Data provided
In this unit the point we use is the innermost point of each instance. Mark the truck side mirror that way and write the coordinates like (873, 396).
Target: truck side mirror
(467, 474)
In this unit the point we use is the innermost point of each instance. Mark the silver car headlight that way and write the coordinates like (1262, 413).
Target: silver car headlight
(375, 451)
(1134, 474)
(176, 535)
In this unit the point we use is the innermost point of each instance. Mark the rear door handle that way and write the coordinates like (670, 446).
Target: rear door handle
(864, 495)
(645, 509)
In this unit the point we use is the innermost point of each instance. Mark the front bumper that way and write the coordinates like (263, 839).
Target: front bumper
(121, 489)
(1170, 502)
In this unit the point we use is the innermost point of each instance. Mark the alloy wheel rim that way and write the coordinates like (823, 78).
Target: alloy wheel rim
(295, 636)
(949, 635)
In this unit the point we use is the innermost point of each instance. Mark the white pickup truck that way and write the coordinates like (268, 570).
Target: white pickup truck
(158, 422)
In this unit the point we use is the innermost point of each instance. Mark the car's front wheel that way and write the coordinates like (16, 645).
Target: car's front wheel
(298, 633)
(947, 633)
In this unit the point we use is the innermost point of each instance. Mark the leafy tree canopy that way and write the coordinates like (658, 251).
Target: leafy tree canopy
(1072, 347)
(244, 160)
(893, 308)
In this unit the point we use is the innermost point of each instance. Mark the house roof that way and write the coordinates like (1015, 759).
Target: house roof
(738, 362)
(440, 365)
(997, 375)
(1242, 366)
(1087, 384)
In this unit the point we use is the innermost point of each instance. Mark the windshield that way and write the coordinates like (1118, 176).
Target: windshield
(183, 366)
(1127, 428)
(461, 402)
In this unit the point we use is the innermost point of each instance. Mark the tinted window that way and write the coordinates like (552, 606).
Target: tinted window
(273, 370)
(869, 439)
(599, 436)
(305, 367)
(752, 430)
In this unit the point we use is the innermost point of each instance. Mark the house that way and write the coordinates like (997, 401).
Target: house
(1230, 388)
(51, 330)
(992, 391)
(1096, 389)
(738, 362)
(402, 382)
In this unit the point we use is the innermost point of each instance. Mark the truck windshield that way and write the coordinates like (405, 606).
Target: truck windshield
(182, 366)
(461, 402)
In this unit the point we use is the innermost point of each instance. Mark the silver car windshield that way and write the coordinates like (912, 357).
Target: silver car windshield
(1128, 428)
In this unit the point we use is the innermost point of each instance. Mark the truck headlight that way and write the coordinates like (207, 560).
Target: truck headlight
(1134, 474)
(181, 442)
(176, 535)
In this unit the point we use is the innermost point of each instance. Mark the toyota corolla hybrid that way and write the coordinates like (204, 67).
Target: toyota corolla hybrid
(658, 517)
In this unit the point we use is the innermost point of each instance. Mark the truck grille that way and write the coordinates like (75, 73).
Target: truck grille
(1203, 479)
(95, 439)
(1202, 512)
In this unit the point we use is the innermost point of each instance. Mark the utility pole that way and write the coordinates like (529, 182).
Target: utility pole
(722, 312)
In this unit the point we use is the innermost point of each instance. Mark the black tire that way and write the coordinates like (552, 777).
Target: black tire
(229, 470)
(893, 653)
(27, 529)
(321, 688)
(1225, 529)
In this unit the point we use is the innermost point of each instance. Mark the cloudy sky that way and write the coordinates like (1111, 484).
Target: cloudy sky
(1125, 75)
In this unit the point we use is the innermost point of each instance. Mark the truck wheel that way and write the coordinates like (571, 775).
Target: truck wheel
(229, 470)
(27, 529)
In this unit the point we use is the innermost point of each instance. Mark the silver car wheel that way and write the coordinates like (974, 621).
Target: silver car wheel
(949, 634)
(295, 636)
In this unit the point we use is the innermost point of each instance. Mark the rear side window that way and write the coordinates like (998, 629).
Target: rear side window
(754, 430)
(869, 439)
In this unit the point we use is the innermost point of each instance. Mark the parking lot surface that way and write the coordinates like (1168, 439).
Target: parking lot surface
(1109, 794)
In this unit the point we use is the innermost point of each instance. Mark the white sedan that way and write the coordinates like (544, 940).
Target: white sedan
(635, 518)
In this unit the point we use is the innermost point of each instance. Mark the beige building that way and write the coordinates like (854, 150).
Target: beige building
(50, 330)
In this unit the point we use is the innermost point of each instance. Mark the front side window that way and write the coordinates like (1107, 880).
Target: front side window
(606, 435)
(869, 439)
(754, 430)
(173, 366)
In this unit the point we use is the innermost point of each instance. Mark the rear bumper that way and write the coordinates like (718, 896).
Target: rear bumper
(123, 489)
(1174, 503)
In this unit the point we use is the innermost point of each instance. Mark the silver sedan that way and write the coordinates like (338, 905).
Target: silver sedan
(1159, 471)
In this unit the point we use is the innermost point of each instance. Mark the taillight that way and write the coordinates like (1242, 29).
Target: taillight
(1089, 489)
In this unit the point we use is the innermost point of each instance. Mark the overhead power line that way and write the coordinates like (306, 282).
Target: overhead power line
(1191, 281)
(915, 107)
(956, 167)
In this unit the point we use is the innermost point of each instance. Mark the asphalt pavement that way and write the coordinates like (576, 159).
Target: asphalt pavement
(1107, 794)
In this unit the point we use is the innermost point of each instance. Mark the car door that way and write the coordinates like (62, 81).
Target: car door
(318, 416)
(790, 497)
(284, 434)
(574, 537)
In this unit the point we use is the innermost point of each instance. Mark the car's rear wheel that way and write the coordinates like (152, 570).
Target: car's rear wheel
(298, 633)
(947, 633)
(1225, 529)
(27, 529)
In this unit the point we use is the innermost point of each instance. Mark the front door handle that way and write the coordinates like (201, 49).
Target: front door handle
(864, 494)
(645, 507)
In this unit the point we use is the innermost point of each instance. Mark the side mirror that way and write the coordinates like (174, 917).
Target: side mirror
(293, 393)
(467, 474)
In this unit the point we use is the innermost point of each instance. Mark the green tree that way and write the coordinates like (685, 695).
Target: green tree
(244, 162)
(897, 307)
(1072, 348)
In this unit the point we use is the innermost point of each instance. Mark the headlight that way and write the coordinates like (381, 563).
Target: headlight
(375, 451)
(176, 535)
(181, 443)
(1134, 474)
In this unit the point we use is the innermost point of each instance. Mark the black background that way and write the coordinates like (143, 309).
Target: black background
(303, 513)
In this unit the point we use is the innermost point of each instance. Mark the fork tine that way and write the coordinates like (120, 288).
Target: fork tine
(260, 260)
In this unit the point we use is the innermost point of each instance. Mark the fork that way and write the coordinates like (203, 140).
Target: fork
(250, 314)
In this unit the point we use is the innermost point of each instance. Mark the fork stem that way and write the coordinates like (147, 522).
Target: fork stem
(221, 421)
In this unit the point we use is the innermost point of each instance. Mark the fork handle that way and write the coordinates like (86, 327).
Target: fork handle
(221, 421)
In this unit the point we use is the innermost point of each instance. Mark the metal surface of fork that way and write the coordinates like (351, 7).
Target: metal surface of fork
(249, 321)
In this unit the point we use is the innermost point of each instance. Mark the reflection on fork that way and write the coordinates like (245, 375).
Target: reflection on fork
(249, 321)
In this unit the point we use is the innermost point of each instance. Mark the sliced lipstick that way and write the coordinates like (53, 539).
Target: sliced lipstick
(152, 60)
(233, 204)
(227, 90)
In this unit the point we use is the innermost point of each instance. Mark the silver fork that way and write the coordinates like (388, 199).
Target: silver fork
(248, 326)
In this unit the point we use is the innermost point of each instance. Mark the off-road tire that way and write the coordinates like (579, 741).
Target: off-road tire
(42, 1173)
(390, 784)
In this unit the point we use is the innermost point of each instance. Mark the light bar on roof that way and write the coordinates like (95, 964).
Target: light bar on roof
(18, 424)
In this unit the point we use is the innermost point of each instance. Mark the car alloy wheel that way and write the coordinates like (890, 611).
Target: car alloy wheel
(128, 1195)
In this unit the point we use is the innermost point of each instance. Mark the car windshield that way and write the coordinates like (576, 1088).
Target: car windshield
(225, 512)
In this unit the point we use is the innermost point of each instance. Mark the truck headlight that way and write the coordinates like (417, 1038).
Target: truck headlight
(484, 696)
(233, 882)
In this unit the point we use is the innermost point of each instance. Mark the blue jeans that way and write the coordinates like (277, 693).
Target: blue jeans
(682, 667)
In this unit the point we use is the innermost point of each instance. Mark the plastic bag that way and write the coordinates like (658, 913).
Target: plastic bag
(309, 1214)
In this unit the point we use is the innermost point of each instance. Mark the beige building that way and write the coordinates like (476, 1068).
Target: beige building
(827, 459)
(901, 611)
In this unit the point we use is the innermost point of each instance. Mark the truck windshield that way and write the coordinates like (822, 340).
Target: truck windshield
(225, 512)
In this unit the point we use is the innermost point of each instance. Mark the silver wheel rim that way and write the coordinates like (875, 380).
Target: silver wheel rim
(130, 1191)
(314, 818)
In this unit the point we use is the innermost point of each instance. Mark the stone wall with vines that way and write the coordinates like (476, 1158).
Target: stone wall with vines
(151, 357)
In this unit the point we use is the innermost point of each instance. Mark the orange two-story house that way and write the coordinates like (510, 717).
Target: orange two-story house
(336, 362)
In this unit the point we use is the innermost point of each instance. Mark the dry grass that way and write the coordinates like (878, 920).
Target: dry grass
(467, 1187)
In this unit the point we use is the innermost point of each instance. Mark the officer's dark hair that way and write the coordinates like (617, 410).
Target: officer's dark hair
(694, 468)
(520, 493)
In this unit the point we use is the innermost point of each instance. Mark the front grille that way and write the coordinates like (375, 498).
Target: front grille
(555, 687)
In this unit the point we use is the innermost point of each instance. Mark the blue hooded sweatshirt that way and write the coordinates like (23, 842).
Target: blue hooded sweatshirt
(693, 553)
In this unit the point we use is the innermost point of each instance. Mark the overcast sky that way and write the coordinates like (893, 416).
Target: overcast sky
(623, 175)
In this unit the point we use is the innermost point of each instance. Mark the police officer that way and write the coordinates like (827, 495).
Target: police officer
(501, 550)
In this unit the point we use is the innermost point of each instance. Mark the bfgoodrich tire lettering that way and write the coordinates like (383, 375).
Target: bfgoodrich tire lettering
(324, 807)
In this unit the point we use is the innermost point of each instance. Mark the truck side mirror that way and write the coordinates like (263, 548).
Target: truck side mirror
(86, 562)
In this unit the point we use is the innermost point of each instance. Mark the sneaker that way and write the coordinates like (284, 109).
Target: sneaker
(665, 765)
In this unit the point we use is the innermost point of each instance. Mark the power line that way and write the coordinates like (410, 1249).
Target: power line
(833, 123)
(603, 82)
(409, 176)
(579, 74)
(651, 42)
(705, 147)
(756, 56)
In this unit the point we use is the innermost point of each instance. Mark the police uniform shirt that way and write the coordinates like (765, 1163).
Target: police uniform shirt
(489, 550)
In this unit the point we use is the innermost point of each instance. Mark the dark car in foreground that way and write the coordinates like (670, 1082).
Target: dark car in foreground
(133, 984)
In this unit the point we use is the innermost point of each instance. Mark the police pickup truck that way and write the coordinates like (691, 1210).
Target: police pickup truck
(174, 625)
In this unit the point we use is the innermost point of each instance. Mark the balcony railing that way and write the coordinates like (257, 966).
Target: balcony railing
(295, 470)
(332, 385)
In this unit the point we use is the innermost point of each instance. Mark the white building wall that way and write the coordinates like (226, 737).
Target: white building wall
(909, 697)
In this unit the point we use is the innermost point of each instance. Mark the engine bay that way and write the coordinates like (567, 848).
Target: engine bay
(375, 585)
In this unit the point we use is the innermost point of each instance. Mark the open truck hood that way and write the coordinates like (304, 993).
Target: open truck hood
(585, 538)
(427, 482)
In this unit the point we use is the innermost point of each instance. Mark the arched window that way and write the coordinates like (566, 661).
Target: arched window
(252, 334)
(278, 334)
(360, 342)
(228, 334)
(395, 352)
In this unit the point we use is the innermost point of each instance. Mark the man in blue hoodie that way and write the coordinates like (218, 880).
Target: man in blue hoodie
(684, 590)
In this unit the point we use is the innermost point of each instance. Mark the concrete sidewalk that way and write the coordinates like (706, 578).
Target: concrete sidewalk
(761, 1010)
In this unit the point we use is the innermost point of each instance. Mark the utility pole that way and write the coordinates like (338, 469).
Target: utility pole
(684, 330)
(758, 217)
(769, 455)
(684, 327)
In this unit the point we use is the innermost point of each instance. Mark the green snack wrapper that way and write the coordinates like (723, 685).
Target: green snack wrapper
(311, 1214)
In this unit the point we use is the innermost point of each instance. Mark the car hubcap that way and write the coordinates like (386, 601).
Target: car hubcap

What is asked
Copy exactly the lines of the listing above, beginning at the line with "like (691, 1210)." and ending at its final line; write out nothing else.

Exercise answer
In this unit the point we use is the innermost point of each instance. Mark the police pickup truck that way and write the coordinates like (691, 1210).
Target: police pickup truck
(174, 625)
In this unit the point we use is the innermost point of each instance. Mark the balcony railing that way and write the coordinates like (257, 966).
Target: balcony railing
(295, 470)
(332, 385)
In this unit the point we use is the innermost point of each instance. Mark the white building wall that way and write the coordinates like (226, 737).
Target: white building wall
(909, 697)
In this unit the point we use is the innermost point of each instance. Mark the engine bay that way and write the coordinates like (567, 848).
Target: engine bay
(375, 585)
In this unit the point we use is the innermost point of each instance. Mark the open truck hood that way and write the coordinates like (304, 993).
Target: open truck hood
(585, 538)
(427, 482)
In this unit the point we use is the innermost point of each instance. Mark the arched window that way and write the coordinates like (566, 661).
Target: arched window
(252, 334)
(278, 334)
(360, 342)
(228, 334)
(395, 352)
In this unit the point we use is the innermost point of each instance. Mark the man in blue hoodie that way and write the coordinates like (218, 880).
Target: man in blue hoodie
(684, 590)
In this unit the point we use is the innermost point of each instance. Mark the concrete sidewalk that way and write the coordinates like (706, 578).
Target: concrete sidewalk
(761, 1010)
In this unit the point we use is the innermost point of each instance. Mark the utility pole that way and write the coordinates like (338, 469).
Target: utility pole
(684, 330)
(758, 217)
(769, 455)
(684, 327)
In this unit the point we use is the innermost point of each instance. Mark the green snack wrapper that way and write the coordinates like (723, 685).
Target: green snack wrapper
(311, 1214)
In this unit the point we use is the innermost point of each instance. Mark the car hubcap that way and write the coordinates like (386, 601).
Target: car hubcap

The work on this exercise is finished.